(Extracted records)
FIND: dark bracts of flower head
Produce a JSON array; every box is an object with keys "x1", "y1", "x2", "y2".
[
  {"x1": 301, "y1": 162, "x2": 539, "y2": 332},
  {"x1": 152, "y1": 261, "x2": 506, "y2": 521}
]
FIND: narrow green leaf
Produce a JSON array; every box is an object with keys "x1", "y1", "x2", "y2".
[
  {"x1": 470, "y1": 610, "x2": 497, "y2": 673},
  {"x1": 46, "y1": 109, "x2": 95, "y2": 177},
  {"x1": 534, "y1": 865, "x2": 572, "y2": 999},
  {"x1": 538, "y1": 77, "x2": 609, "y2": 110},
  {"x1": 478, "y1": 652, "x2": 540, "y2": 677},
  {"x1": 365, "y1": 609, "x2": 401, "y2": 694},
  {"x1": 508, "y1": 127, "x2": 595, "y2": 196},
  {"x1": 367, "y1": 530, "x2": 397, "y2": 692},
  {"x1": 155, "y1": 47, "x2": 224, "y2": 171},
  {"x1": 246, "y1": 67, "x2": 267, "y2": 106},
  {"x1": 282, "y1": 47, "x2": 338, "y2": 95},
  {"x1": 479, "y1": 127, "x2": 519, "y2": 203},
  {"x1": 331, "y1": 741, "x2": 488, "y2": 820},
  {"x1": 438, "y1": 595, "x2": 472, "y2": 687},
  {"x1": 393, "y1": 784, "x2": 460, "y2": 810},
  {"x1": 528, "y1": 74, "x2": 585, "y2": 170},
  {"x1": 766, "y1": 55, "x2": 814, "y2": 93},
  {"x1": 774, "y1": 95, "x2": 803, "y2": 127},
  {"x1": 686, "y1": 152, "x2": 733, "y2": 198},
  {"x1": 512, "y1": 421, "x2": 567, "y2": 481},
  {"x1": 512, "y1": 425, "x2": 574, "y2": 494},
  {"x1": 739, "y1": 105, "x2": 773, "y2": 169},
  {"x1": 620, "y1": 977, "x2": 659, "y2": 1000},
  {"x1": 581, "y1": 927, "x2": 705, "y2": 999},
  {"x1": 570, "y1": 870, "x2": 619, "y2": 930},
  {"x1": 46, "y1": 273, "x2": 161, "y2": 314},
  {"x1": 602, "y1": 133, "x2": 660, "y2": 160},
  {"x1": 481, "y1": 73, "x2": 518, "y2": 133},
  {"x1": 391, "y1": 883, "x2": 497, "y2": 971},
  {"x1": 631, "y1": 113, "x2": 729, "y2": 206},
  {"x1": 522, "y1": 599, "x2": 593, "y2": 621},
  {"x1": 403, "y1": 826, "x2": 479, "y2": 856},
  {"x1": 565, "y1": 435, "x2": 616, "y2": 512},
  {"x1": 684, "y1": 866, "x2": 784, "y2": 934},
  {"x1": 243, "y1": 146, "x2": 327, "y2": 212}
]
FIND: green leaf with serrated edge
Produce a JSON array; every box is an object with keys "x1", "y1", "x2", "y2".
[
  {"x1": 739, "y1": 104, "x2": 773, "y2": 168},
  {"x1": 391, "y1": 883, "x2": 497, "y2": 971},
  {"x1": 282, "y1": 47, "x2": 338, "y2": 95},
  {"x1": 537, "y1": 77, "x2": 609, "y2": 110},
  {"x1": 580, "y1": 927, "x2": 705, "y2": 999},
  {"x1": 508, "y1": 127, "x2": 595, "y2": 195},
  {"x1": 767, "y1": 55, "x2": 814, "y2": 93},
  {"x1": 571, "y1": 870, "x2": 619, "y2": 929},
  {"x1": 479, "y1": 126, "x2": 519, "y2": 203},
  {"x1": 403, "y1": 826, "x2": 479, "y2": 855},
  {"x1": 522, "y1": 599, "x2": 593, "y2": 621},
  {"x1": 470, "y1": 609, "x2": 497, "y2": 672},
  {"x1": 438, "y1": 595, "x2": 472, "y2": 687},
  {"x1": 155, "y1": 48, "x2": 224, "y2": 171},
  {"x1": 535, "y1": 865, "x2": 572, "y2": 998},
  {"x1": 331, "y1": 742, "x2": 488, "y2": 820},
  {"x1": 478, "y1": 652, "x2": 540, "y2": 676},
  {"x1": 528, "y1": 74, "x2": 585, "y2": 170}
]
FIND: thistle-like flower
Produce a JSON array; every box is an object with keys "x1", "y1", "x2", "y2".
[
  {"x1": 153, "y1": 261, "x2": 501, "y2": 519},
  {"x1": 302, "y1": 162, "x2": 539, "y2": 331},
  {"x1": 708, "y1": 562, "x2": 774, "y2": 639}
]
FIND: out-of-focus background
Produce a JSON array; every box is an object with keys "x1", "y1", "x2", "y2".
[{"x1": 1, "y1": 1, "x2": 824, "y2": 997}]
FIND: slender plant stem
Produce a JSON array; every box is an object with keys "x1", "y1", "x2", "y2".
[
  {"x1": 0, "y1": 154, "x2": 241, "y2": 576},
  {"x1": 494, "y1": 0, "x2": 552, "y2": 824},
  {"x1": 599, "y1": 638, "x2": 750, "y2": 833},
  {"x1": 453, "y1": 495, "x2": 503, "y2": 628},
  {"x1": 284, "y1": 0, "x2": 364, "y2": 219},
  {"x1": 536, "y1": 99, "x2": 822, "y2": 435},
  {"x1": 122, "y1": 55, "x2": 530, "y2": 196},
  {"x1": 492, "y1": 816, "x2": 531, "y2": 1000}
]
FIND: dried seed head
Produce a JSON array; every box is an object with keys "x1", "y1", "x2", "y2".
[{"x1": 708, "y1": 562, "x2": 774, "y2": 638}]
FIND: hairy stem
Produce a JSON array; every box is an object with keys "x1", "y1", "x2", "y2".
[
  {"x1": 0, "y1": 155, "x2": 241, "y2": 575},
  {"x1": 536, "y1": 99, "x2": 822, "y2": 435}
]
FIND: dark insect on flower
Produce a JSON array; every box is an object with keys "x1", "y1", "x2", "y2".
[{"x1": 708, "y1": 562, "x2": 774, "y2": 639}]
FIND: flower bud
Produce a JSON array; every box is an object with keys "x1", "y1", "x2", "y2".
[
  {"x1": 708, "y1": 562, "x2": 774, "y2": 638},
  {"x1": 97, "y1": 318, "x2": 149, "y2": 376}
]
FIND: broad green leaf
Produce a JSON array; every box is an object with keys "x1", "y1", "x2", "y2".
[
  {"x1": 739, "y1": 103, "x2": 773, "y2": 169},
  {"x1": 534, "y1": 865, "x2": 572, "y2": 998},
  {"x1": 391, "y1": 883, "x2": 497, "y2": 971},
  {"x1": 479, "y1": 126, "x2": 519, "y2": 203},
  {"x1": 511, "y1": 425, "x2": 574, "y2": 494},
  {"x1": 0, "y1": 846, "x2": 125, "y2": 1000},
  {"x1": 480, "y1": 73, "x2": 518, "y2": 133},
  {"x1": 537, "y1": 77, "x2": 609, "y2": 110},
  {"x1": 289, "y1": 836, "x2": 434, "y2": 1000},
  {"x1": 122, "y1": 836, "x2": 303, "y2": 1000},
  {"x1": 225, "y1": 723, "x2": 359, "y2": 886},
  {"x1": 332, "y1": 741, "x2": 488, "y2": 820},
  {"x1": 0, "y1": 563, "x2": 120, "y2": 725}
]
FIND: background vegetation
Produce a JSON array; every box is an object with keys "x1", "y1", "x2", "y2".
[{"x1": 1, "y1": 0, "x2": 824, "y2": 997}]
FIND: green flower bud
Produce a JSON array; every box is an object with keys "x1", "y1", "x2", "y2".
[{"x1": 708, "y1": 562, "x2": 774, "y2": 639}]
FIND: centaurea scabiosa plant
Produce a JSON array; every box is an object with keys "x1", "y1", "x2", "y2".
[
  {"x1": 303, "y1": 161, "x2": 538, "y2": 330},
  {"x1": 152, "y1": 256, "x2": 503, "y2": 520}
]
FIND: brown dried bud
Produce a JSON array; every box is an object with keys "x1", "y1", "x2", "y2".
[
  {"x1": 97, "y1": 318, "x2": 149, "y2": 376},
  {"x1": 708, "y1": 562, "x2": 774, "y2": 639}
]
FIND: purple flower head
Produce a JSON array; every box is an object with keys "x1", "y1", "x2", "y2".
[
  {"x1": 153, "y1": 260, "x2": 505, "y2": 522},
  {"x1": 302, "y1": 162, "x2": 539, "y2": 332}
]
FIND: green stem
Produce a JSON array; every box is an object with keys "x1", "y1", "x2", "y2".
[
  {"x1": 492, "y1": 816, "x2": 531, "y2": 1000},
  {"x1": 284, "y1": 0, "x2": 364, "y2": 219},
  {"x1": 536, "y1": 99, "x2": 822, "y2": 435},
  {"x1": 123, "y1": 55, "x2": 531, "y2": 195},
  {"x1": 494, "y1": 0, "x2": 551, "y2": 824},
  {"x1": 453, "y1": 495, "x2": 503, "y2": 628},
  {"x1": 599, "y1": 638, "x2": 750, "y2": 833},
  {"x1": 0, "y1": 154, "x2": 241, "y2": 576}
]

• [REQUIRED ACTION] The answer should consist of the lines from the first line of the entries through the line with "FIND: narrow green leaf", copied exactly.

• [EXERCISE SOLUTION]
FIND: dark bracts of flower head
Produce a JSON array; every box is an object with keys "x1", "y1", "x2", "y2".
[
  {"x1": 301, "y1": 162, "x2": 539, "y2": 332},
  {"x1": 152, "y1": 261, "x2": 506, "y2": 521}
]
FIND: narrow green leaf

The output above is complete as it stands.